Transposez toutes les entrées ci-dessous dans un tableau Markdown à deux colonnes, « N° » pour le numéro de rang et « Texte » pour la ligne, sans les lignes vides. Ne reprenez pas les images dans la réponse.

• • • • • • •

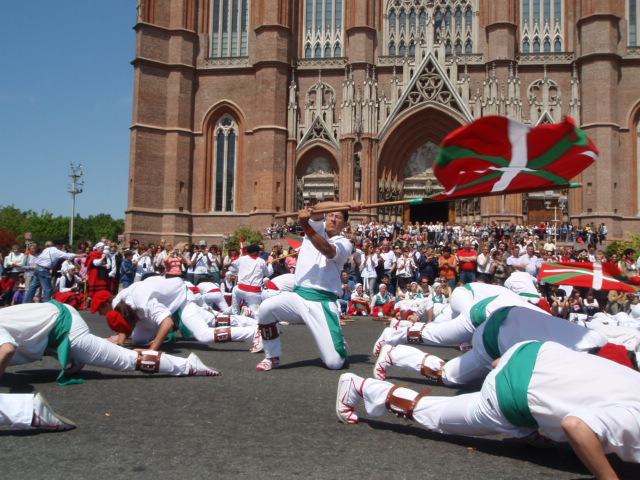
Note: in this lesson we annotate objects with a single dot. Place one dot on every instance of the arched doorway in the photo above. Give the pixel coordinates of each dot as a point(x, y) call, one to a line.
point(316, 178)
point(405, 168)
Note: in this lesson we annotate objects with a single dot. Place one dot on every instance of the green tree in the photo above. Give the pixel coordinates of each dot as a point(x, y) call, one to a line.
point(249, 236)
point(44, 226)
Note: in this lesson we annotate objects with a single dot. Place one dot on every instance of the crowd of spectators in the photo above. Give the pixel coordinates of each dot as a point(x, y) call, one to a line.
point(414, 259)
point(407, 259)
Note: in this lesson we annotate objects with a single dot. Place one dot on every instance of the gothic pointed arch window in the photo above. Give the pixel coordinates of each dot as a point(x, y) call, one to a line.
point(542, 24)
point(224, 165)
point(452, 22)
point(229, 28)
point(633, 9)
point(323, 26)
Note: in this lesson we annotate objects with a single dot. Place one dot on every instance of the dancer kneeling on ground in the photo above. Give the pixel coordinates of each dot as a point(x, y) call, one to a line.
point(359, 303)
point(504, 328)
point(323, 253)
point(146, 311)
point(536, 385)
point(27, 330)
point(382, 302)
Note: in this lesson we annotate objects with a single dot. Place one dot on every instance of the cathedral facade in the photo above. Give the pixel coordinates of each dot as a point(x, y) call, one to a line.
point(244, 109)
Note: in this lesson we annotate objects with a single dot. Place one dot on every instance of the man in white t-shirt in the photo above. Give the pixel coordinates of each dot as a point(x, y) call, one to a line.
point(313, 301)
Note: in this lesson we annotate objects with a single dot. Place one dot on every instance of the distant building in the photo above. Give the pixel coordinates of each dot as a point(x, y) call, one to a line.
point(243, 109)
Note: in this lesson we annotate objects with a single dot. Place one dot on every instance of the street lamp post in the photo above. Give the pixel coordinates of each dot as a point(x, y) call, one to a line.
point(74, 189)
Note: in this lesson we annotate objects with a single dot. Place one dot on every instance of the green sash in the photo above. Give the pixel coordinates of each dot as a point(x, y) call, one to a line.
point(184, 331)
point(512, 385)
point(492, 330)
point(478, 312)
point(333, 321)
point(59, 338)
point(529, 295)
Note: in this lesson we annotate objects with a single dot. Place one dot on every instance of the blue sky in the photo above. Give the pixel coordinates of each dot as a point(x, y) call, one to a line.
point(66, 95)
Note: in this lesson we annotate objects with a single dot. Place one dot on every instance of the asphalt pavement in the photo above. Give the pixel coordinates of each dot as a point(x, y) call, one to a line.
point(253, 425)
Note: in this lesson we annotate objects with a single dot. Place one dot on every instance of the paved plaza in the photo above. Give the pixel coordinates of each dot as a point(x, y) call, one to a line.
point(248, 424)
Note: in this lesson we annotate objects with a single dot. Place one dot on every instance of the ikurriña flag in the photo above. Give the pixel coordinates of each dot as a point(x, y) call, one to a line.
point(499, 155)
point(599, 276)
point(294, 241)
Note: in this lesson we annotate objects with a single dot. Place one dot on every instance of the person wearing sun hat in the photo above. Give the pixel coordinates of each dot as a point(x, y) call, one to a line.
point(252, 271)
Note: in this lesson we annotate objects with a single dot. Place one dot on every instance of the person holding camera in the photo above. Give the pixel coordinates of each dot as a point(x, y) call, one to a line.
point(174, 263)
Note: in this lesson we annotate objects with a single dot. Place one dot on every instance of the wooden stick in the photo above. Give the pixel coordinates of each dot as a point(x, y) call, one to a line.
point(284, 256)
point(418, 201)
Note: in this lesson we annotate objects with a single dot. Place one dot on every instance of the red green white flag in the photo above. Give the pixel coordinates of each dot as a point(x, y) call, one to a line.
point(599, 276)
point(498, 155)
point(293, 240)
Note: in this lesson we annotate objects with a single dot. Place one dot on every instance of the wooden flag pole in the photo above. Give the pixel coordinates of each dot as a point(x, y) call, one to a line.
point(284, 256)
point(418, 201)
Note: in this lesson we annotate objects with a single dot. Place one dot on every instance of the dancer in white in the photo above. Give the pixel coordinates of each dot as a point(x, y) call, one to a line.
point(323, 253)
point(471, 305)
point(27, 330)
point(212, 295)
point(504, 328)
point(25, 410)
point(252, 270)
point(590, 402)
point(281, 283)
point(146, 311)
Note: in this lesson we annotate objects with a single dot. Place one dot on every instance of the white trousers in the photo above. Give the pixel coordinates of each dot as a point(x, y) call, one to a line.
point(470, 414)
point(91, 350)
point(292, 308)
point(199, 321)
point(216, 299)
point(437, 334)
point(253, 300)
point(268, 293)
point(16, 409)
point(459, 371)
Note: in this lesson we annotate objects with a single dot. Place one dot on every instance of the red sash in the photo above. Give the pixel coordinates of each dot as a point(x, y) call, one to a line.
point(249, 288)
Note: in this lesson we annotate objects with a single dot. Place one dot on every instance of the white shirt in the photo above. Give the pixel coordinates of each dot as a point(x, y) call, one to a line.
point(607, 401)
point(369, 266)
point(27, 328)
point(285, 283)
point(206, 287)
point(316, 271)
point(51, 256)
point(251, 271)
point(389, 259)
point(481, 258)
point(155, 299)
point(202, 265)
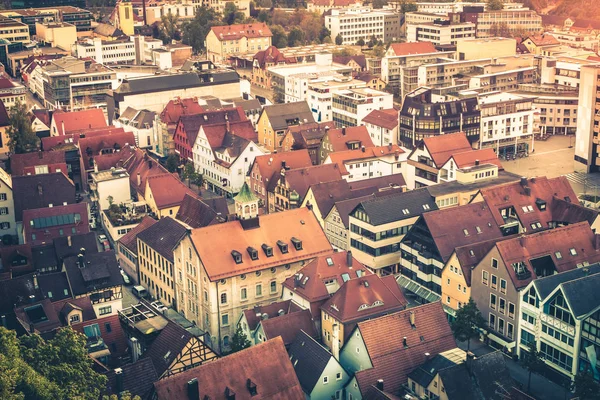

• • • • • • •

# Résultat obtenu
| N° | Texte |
|---|---|
| 1 | Note: in this lesson we annotate objects with a single dot. Place one dot on every instance of the arched doorway in the photo above. Give the pixel coordinates of each dot as a point(x, y) call, one to a line. |
| 2 | point(316, 178) |
| 3 | point(405, 168) |
| 4 | Note: in this lesson we annotate objects with a single dot. Place one dot on every instance of the green tree in the photo above. Give the pixel coordinates of each dot as a point(x, y) call, one to a line. |
| 5 | point(249, 236) |
| 6 | point(44, 226) |
| 7 | Note: in this lesson we annotate objects with a single dot. Place one dot on every instance of the crowd of spectators in the photo above. Give the pixel coordinates of each dot as a point(x, y) call, one to a line. |
| 8 | point(414, 259) |
| 9 | point(407, 259) |
| 10 | Note: in this lesson we annotate objects with a single dot. Place one dot on every instance of the gothic pointed arch window in the photo above. Give the pixel coordinates of each dot as a point(x, y) call, one to a line. |
| 11 | point(542, 24) |
| 12 | point(224, 165) |
| 13 | point(452, 22) |
| 14 | point(229, 28) |
| 15 | point(633, 9) |
| 16 | point(323, 26) |
| 17 | Note: in this lesson we annotate objects with a single dot. Place one dot on every instance of the dancer kneeling on ground in the photo above. Give the pixel coordinates of each dot as a point(x, y) call, one to a line. |
| 18 | point(359, 303) |
| 19 | point(504, 328) |
| 20 | point(323, 253) |
| 21 | point(146, 311) |
| 22 | point(536, 385) |
| 23 | point(27, 330) |
| 24 | point(382, 302) |
| 25 | Note: in this lesson we annotate objects with a single dot. Place one dot on every instance of the cathedral facade in the photo above. Give the pixel coordinates of each dot as a point(x, y) call, one to a line. |
| 26 | point(244, 109) |
| 27 | Note: in this lesson we annotate objects with a single dot. Place one dot on every instance of the man in white t-shirt in the photo above. Give the pixel coordinates of each dot as a point(x, y) call, one to a line. |
| 28 | point(313, 301) |
| 29 | Note: in this lesson we annotate objects with a single dot. Place one dot on every instance of the distant building in the photo above. Give the pixel coordinates of each dot as a point(x, y) call, one to a line. |
| 30 | point(243, 109) |
| 31 | Note: in this lesson we annotate objects with a single dot. Place one dot on every instance of the street lamp post in the photo above. Give the pixel coordinates of each dot as a point(x, y) call, one to a line. |
| 32 | point(74, 189) |
| 33 | Note: in this lesson we annotate objects with a single dot. Place one dot on every instance of the green sash in the photo above. Give the pixel coordinates of each dot as a point(x, y) call, one to a line. |
| 34 | point(184, 331) |
| 35 | point(512, 385) |
| 36 | point(492, 330) |
| 37 | point(478, 312) |
| 38 | point(333, 321) |
| 39 | point(59, 338) |
| 40 | point(529, 295) |
| 41 | Note: in this lesson we annotate objects with a single dot. Place one dot on every instance of the blue sky in the photo above. Give the pixel coordinates of each dot as a point(x, y) call, one to a line. |
| 42 | point(66, 95) |
| 43 | Note: in this lesson we annotate objects with a single dot. Place one dot on every instance of the asphalt pavement in the photo above. Give the pixel coordinates of each dot as a point(x, y) call, one to a line. |
| 44 | point(253, 425) |
| 45 | Note: in this lesson we annotate objects with a single dot. Place one dot on every instance of the paved plaza in the photo above. Give the pixel coordinates of each dot as a point(x, y) call, one to a line. |
| 46 | point(248, 424) |
| 47 | Note: in this lesson we annotate objects with a single dot. Place one dot on every instance of the ikurriña flag in the photo above. Give the pixel coordinates of each dot as a point(x, y) call, one to a line. |
| 48 | point(499, 155) |
| 49 | point(599, 276) |
| 50 | point(294, 241) |
| 51 | Note: in this lesson we annotate objects with a single dot. Place one dot on every instance of the person wearing sun hat in the photo above. Give the pixel coordinates of each dot as a point(x, y) call, one to a line. |
| 52 | point(252, 271) |
| 53 | Note: in this lesson we annotate objects with a single dot. Place one dot on every instance of the person holding camera in the photo above. Give the pixel coordinates of each dot as a point(x, y) call, one to a line. |
| 54 | point(174, 263) |
| 55 | Note: in this lesson we annotate objects with a single dot. Place one dot on every instance of the wooden stick in the photo above. Give the pixel coordinates of each dot as a point(x, y) call, one to a line. |
| 56 | point(284, 256) |
| 57 | point(418, 201) |
| 58 | Note: in this lesson we annotate objects with a single dot. Place one dot on every instance of the red green white flag in the photo above. Give the pixel coordinates of each dot as a point(x, y) call, one to a line. |
| 59 | point(599, 276) |
| 60 | point(498, 155) |
| 61 | point(293, 240) |
| 62 | Note: in this lesson we annotate objects with a single dot. Place one dot on every instance of the wooden flag pole in the photo above. Give the pixel coordinates of each dot as a point(x, y) call, one to a line. |
| 63 | point(284, 256) |
| 64 | point(418, 201) |
| 65 | Note: in this lesson we annotate objects with a single dot. Place one dot on every instance of the dancer in white in the photo above. Give the pixel coordinates of each dot as a point(x, y) call, one to a line. |
| 66 | point(323, 253) |
| 67 | point(471, 305) |
| 68 | point(27, 330) |
| 69 | point(212, 295) |
| 70 | point(504, 328) |
| 71 | point(25, 410) |
| 72 | point(252, 270) |
| 73 | point(590, 402) |
| 74 | point(281, 283) |
| 75 | point(146, 311) |
| 76 | Note: in this lesson we annotate objects with a single dot. Place one dot on every instance of the white trousers in the photo above. Give the pixel coordinates of each dot as a point(x, y) call, one to a line. |
| 77 | point(470, 414) |
| 78 | point(91, 350) |
| 79 | point(292, 308) |
| 80 | point(199, 321) |
| 81 | point(216, 299) |
| 82 | point(437, 334) |
| 83 | point(253, 300) |
| 84 | point(268, 293) |
| 85 | point(16, 409) |
| 86 | point(459, 371) |
| 87 | Note: in this lesson we annotate objects with a single dot. Place one dot on every instance of the red sash in the photo above. Give the pixel coordinates of each dot as a point(x, y) call, one to a line. |
| 88 | point(249, 288) |
| 89 | Note: in this lesson we annotate objects with a single dot. Place one dot on every instance of the white shirt in the photo above. Give the pixel coordinates of each dot as a point(x, y) call, one to a line. |
| 90 | point(607, 401) |
| 91 | point(369, 266) |
| 92 | point(27, 328) |
| 93 | point(285, 283) |
| 94 | point(206, 287) |
| 95 | point(316, 271) |
| 96 | point(51, 256) |
| 97 | point(251, 271) |
| 98 | point(389, 259) |
| 99 | point(481, 258) |
| 100 | point(155, 299) |
| 101 | point(202, 265) |